• **Work item**
Copy out every entry, keeping each character the same.

-------

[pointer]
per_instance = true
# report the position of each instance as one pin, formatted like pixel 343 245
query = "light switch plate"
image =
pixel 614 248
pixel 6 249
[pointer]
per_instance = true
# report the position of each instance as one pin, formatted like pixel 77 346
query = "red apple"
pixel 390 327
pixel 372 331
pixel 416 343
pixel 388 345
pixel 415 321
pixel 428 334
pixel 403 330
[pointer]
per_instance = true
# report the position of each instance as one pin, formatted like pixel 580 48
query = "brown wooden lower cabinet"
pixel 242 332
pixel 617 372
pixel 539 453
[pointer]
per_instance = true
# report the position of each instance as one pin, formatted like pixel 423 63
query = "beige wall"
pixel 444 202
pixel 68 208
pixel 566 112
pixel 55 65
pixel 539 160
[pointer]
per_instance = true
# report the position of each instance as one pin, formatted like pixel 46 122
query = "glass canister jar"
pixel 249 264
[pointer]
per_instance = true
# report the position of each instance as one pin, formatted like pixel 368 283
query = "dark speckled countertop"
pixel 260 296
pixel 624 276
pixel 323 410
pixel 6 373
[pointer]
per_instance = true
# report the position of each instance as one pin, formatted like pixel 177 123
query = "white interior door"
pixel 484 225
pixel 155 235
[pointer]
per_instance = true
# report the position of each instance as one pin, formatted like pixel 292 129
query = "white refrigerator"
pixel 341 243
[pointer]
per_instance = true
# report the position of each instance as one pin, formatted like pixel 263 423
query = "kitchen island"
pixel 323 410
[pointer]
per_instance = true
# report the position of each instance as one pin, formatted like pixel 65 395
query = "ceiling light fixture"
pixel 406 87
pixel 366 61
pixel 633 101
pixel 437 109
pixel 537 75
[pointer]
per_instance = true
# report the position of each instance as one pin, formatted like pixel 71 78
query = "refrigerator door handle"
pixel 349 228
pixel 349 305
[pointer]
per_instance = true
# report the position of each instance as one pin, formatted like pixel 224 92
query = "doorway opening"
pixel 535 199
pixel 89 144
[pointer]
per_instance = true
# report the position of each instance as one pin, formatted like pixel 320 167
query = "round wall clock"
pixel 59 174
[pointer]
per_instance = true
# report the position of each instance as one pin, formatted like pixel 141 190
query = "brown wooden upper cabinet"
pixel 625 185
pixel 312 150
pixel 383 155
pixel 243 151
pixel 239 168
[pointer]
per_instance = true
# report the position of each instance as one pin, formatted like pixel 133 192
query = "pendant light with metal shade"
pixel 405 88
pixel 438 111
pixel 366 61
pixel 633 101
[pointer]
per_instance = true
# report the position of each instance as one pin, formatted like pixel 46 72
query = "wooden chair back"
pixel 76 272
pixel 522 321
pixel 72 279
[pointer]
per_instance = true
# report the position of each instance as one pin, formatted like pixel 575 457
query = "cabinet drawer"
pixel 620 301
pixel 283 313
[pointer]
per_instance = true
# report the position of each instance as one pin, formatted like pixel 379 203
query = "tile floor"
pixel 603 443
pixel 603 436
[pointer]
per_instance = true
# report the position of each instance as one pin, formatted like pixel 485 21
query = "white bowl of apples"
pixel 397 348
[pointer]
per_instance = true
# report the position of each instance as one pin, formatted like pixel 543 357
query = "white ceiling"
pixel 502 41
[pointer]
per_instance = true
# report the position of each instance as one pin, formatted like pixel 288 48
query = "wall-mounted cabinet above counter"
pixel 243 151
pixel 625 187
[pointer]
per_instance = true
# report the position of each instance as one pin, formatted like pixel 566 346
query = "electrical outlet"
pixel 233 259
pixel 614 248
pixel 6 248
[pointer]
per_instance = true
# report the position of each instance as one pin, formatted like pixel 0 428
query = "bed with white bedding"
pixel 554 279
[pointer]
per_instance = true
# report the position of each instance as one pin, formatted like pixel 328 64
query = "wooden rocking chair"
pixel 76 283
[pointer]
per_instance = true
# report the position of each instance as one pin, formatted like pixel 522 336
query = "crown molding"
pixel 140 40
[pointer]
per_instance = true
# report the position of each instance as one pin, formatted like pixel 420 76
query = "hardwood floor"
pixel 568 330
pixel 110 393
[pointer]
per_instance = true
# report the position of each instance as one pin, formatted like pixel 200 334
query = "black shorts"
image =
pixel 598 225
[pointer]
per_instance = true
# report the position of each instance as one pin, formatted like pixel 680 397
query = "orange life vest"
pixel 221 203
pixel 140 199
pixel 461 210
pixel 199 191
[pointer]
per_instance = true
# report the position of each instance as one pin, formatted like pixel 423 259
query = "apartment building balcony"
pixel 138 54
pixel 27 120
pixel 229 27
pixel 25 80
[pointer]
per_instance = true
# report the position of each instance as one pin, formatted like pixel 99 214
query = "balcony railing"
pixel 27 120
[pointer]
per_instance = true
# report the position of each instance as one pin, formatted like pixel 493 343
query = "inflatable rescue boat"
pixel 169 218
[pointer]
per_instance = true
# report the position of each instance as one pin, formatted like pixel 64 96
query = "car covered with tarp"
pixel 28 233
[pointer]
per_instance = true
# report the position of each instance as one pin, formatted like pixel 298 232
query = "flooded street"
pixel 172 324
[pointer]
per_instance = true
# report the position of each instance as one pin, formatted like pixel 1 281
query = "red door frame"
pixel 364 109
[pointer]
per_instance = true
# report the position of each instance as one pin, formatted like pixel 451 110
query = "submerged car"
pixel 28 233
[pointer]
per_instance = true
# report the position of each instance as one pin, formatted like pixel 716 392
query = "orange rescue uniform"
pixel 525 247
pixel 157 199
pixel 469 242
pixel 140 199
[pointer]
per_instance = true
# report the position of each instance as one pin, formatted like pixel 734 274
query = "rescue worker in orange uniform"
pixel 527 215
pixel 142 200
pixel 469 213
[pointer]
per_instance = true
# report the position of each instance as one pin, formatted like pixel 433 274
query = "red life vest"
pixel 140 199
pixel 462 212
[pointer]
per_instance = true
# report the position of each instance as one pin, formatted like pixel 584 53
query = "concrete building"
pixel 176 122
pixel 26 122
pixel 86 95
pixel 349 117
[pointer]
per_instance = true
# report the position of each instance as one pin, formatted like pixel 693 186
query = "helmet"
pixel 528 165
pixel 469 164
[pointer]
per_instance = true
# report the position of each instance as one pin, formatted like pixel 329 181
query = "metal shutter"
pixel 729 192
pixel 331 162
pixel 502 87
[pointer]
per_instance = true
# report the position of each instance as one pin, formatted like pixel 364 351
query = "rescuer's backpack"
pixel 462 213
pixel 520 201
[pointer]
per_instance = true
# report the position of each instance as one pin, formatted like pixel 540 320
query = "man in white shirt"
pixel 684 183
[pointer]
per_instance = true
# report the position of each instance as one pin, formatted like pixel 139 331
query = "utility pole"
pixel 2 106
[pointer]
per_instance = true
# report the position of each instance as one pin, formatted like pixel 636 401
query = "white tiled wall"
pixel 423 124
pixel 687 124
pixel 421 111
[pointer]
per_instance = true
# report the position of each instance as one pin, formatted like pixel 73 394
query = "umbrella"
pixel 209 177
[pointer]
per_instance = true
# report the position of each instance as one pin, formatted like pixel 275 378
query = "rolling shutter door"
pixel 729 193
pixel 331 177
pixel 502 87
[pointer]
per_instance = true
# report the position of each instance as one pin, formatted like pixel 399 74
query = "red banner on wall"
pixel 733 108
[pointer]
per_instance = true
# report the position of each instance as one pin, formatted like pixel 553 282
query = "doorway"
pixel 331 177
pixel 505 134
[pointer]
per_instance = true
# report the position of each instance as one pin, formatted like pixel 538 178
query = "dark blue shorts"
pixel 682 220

-------

• **Output of the task**
[pointer]
per_instance = true
# report the position of each instance as one pin, formatted like pixel 343 245
query = "light switch plate"
image =
pixel 614 248
pixel 6 249
[pointer]
per_instance = true
# report the position of each instance as one pin, formatted like pixel 77 346
query = "red apple"
pixel 390 327
pixel 372 331
pixel 416 343
pixel 388 345
pixel 415 321
pixel 428 334
pixel 403 330
[pointer]
per_instance = true
# report the position of each instance as one pin, formatted like pixel 580 48
query = "brown wooden lower cabinet"
pixel 242 332
pixel 617 372
pixel 539 453
[pointer]
per_instance = true
# report the position of each instance as one pin, formatted like pixel 423 63
query = "beige wall"
pixel 444 202
pixel 68 208
pixel 566 112
pixel 55 65
pixel 539 160
[pointer]
per_instance = true
# report the position of each instance as one pin, formatted like pixel 46 122
query = "glass canister jar"
pixel 249 264
[pointer]
per_instance = true
# report the position of each instance as one pin, formatted like pixel 368 283
query = "dark speckled countertop"
pixel 260 296
pixel 624 276
pixel 323 410
pixel 6 373
[pointer]
per_instance = true
# report the position of each instance as one pin, formatted like pixel 177 123
query = "white interior door"
pixel 484 225
pixel 155 235
[pointer]
per_instance = true
# report the position of each instance as one pin, formatted like pixel 292 129
query = "white refrigerator"
pixel 341 243
[pointer]
per_instance = true
# report the position of each instance as one pin, formatted like pixel 263 423
query = "kitchen island"
pixel 323 410
[pointer]
per_instance = true
# report the position of each instance as one pin, formatted like pixel 65 395
query = "ceiling light fixture"
pixel 406 87
pixel 366 61
pixel 633 101
pixel 437 109
pixel 537 75
[pointer]
per_instance = true
# report the position of each instance as one pin, formatted like pixel 71 78
query = "refrigerator door handle"
pixel 349 228
pixel 349 305
[pointer]
per_instance = true
# report the position of each instance as one pin, formatted like pixel 224 92
query = "doorway opening"
pixel 535 199
pixel 89 144
[pointer]
per_instance = true
# report the position of each instance as one pin, formatted like pixel 320 167
query = "round wall clock"
pixel 59 174
[pointer]
per_instance = true
# report the position of each instance as one pin, formatted like pixel 141 190
query = "brown wooden upper cabinet"
pixel 625 185
pixel 312 150
pixel 383 155
pixel 243 151
pixel 239 168
[pointer]
per_instance = true
# report the position of each instance as one pin, formatted like pixel 133 192
query = "pendant light with metal shade"
pixel 405 88
pixel 438 111
pixel 366 61
pixel 633 101
[pointer]
per_instance = true
# report the position of each instance as one pin, formatted like pixel 46 72
query = "wooden chair back"
pixel 76 272
pixel 522 321
pixel 72 279
[pointer]
per_instance = true
# report the position of each instance as one pin, formatted like pixel 575 457
query = "cabinet drawer"
pixel 620 301
pixel 283 313
[pointer]
per_instance = true
# report the position of each instance as one pin, formatted like pixel 379 203
query = "tile floor"
pixel 603 443
pixel 603 436
[pointer]
per_instance = true
# report the position of each instance as one pin, formatted like pixel 485 21
query = "white bowl of apples"
pixel 397 348
[pointer]
per_instance = true
# report the position of each instance as one pin, formatted like pixel 543 357
query = "white ceiling"
pixel 502 41
[pointer]
per_instance = true
# report the position of each instance as one pin, formatted like pixel 288 48
query = "wall-mounted cabinet above counter"
pixel 243 151
pixel 625 187
[pointer]
per_instance = true
# report the position of each instance as one pin, formatted like pixel 566 346
query = "electrical outlet"
pixel 233 259
pixel 614 248
pixel 6 248
[pointer]
per_instance = true
# report the position of each instance as one pin, formatted like pixel 0 428
query = "bed with white bedding"
pixel 554 279
[pointer]
per_instance = true
# report the position of each instance as one pin, formatted like pixel 328 64
query = "wooden rocking chair"
pixel 76 283
[pointer]
per_instance = true
# report the position of each instance as one pin, formatted like pixel 522 336
query = "crown molding"
pixel 140 40
[pointer]
per_instance = true
# report the position of each instance as one pin, formatted like pixel 420 76
query = "hardwood floor"
pixel 568 330
pixel 110 393
[pointer]
per_instance = true
# report the position of each instance as one pin, formatted like pixel 200 334
query = "black shorts"
image =
pixel 598 225
[pointer]
per_instance = true
# report the position of each instance as one pin, formatted like pixel 680 397
query = "orange life vest"
pixel 221 203
pixel 140 199
pixel 461 210
pixel 199 191
[pointer]
per_instance = true
# report the position of each instance as one pin, formatted like pixel 423 259
query = "apartment building balcony"
pixel 138 54
pixel 27 120
pixel 229 27
pixel 25 80
[pointer]
per_instance = true
# report the position of each instance as one pin, formatted like pixel 99 214
query = "balcony railing"
pixel 27 120
[pointer]
per_instance = true
# report the position of each instance as one pin, formatted like pixel 493 343
query = "inflatable rescue boat"
pixel 169 218
[pointer]
per_instance = true
# report the position of each instance as one pin, formatted like pixel 64 96
query = "car covered with tarp"
pixel 28 233
[pointer]
per_instance = true
# report the position of each instance as one pin, formatted like pixel 298 232
query = "flooded street"
pixel 172 324
[pointer]
per_instance = true
# report the position of each instance as one pin, formatted like pixel 1 281
query = "red door frame"
pixel 364 109
[pointer]
per_instance = true
# report the position of each instance as one pin, formatted like pixel 451 110
query = "submerged car"
pixel 28 233
[pointer]
per_instance = true
# report the position of each instance as one pin, formatted like pixel 716 392
query = "orange rescue uniform"
pixel 525 247
pixel 157 199
pixel 469 242
pixel 140 199
[pointer]
per_instance = true
# report the position of each instance as one pin, formatted like pixel 734 274
query = "rescue worker in orange uniform"
pixel 527 215
pixel 142 200
pixel 469 213
[pointer]
per_instance = true
# report the position of each instance as one pin, formatted like pixel 433 274
query = "red life vest"
pixel 140 199
pixel 462 212
[pointer]
per_instance = true
# report the position of each instance as one pin, formatted like pixel 584 53
query = "concrete building"
pixel 176 122
pixel 26 122
pixel 86 95
pixel 349 117
[pointer]
per_instance = true
# report the position of each instance as one pin, formatted like pixel 693 186
query = "helmet"
pixel 528 165
pixel 469 164
[pointer]
per_instance = true
# report the position of each instance as one pin, formatted like pixel 329 181
query = "metal shutter"
pixel 729 192
pixel 331 162
pixel 502 87
[pointer]
per_instance = true
# report the position of each instance as one pin, formatted like pixel 364 351
query = "rescuer's backpack"
pixel 462 213
pixel 520 201
[pointer]
per_instance = true
# report the position of each instance as one pin, formatted like pixel 540 320
query = "man in white shirt"
pixel 684 183
[pointer]
per_instance = true
# report the position of each instance as one pin, formatted like pixel 139 331
query = "utility pole"
pixel 2 106
[pointer]
per_instance = true
# report the position of each instance as one pin, formatted like pixel 636 401
query = "white tiled wall"
pixel 423 124
pixel 687 124
pixel 421 111
[pointer]
per_instance = true
# report the position of each instance as one pin, formatted like pixel 73 394
query = "umbrella"
pixel 209 177
[pointer]
per_instance = true
# report the position of each instance as one pin, formatted like pixel 275 378
query = "rolling shutter door"
pixel 729 193
pixel 331 177
pixel 502 87
[pointer]
per_instance = true
# report the position of each instance as one pin, formatted like pixel 399 74
query = "red banner on wall"
pixel 733 108
[pointer]
per_instance = true
# report the position of each instance as one pin, formatted like pixel 553 282
query = "doorway"
pixel 331 177
pixel 505 134
[pointer]
per_instance = true
# report the position of each instance as one pin, formatted like pixel 538 178
query = "dark blue shorts"
pixel 682 220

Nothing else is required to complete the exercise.